**Aim of the task**:
Arrange every line of the items below as a Markdown table with two columns, Row and Line: number each line under Row, put its text under Line, and leave out blank lines.

**Dataset**:
┌──

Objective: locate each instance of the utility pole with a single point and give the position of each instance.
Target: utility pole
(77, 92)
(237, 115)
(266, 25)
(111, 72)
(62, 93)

└──

**Exercise answer**:
| Row | Line |
|---|---|
| 1 | Objective: locate each instance of the utility pole with a single point and give the position of each instance. |
| 2 | Target: utility pole |
| 3 | (77, 92) |
| 4 | (237, 115) |
| 5 | (266, 25) |
| 6 | (111, 72) |
| 7 | (62, 93) |